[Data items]
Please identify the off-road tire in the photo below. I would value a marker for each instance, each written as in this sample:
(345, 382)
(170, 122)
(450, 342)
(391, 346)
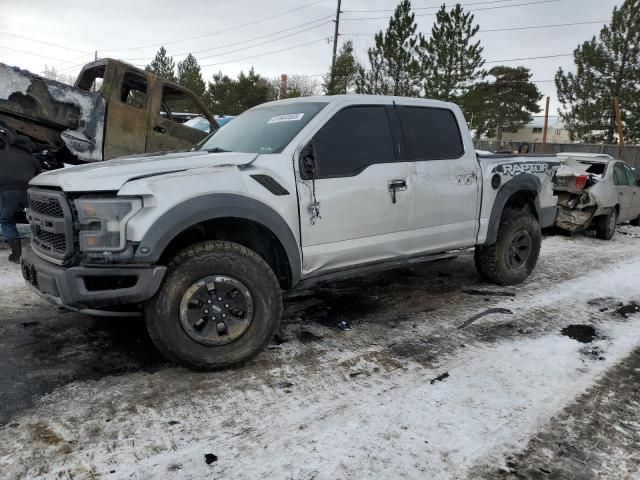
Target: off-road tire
(606, 225)
(162, 312)
(491, 260)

= TASK DIRECTIONS =
Rewrite every row in full, keeping its wording and sample points unchanged, and adjust each answer coordinate by -3. Leave the pictures out.

= SOLUTION =
Please identify the off-road tire in the photo below. I would value a marker for each instance, each written as in this sample:
(345, 382)
(170, 122)
(450, 342)
(391, 346)
Target: off-road tire
(603, 222)
(159, 309)
(488, 257)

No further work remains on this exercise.